- **SHORT TASK**
Show each line of the records below that contains the string "cabinet", copying every such line in full. Matches must agree in case.

- **RECORDS SUPPLIED**
****

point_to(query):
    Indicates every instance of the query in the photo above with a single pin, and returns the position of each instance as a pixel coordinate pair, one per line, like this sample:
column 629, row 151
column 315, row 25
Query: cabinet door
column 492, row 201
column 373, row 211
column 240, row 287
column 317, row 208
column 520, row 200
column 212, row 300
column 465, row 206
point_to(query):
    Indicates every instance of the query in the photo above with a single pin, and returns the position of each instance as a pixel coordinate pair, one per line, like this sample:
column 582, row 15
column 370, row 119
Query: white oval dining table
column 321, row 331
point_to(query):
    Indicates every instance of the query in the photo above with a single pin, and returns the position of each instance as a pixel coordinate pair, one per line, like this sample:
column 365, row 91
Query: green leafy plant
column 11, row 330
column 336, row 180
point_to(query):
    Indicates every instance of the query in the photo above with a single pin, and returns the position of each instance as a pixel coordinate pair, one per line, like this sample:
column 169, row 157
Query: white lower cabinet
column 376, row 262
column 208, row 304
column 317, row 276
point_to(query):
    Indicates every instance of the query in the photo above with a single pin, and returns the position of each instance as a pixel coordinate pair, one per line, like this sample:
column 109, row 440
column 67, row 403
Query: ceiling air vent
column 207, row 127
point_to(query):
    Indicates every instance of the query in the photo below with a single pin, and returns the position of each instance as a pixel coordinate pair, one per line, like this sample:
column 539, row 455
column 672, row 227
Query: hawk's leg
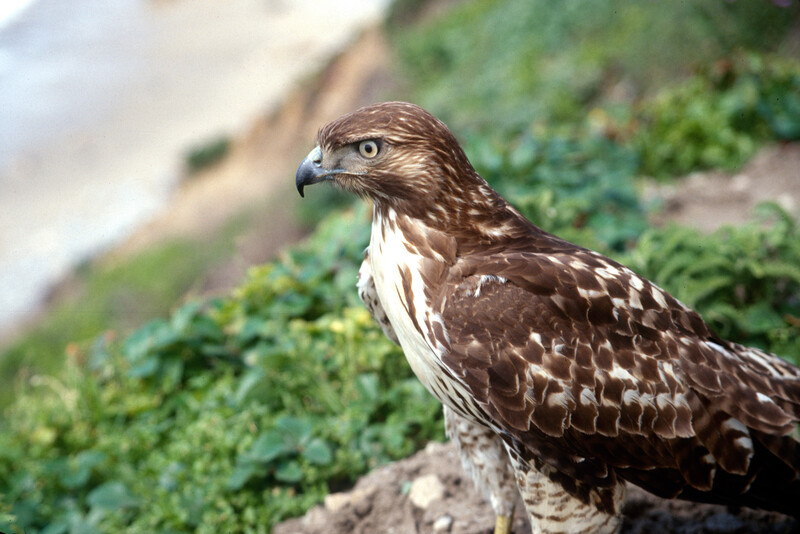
column 484, row 457
column 553, row 510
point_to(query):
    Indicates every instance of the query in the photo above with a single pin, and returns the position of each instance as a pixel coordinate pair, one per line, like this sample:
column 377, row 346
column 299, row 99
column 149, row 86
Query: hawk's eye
column 369, row 149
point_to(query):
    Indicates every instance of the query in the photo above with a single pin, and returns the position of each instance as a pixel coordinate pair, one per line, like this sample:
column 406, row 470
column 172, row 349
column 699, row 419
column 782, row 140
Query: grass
column 116, row 297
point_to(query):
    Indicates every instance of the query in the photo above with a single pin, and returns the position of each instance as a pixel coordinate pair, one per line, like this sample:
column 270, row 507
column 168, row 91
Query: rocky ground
column 429, row 493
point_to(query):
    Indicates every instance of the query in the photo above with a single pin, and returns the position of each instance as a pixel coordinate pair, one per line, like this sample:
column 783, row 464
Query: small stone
column 443, row 524
column 336, row 501
column 424, row 490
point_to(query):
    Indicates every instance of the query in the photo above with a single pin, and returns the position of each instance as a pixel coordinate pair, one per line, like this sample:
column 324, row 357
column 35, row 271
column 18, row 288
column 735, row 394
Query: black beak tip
column 302, row 177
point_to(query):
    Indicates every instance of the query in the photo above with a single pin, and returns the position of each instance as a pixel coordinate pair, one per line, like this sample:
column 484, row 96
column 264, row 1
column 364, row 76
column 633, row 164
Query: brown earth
column 261, row 166
column 446, row 501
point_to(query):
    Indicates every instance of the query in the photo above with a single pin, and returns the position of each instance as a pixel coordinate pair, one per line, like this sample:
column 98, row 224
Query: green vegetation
column 233, row 413
column 718, row 118
column 228, row 416
column 113, row 296
column 503, row 64
column 207, row 154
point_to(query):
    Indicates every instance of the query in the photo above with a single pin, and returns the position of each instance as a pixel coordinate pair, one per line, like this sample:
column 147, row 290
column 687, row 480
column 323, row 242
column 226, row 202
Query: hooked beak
column 311, row 171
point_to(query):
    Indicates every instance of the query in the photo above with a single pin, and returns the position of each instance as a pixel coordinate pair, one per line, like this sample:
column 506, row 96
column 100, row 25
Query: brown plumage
column 590, row 374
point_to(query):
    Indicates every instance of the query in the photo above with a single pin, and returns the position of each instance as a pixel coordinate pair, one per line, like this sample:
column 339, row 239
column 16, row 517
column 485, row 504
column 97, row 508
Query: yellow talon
column 502, row 524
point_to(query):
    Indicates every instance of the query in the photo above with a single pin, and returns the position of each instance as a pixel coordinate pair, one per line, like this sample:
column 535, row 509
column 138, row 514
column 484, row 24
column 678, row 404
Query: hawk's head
column 395, row 153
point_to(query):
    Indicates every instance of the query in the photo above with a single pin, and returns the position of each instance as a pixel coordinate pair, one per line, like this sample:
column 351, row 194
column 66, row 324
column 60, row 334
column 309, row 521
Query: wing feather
column 570, row 348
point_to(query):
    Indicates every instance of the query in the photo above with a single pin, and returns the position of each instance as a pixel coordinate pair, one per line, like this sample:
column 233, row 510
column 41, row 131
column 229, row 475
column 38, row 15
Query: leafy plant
column 718, row 118
column 207, row 154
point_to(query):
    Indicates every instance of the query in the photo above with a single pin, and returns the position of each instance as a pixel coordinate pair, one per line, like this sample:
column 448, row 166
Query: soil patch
column 383, row 502
column 708, row 200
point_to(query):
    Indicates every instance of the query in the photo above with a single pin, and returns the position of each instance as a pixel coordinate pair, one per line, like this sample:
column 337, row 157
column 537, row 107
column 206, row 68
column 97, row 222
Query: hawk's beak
column 311, row 171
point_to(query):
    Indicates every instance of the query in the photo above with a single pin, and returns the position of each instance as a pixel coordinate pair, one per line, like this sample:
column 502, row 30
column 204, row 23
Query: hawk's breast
column 397, row 267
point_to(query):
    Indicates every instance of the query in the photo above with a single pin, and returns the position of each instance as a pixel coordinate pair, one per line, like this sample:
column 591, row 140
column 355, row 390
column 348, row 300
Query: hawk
column 558, row 368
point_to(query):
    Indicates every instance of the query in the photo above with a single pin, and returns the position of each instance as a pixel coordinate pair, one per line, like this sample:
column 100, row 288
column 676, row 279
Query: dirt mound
column 708, row 200
column 429, row 493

****

- **WRITTEN RESPONSE**
Query: cabinet door
Query: white lower cabinet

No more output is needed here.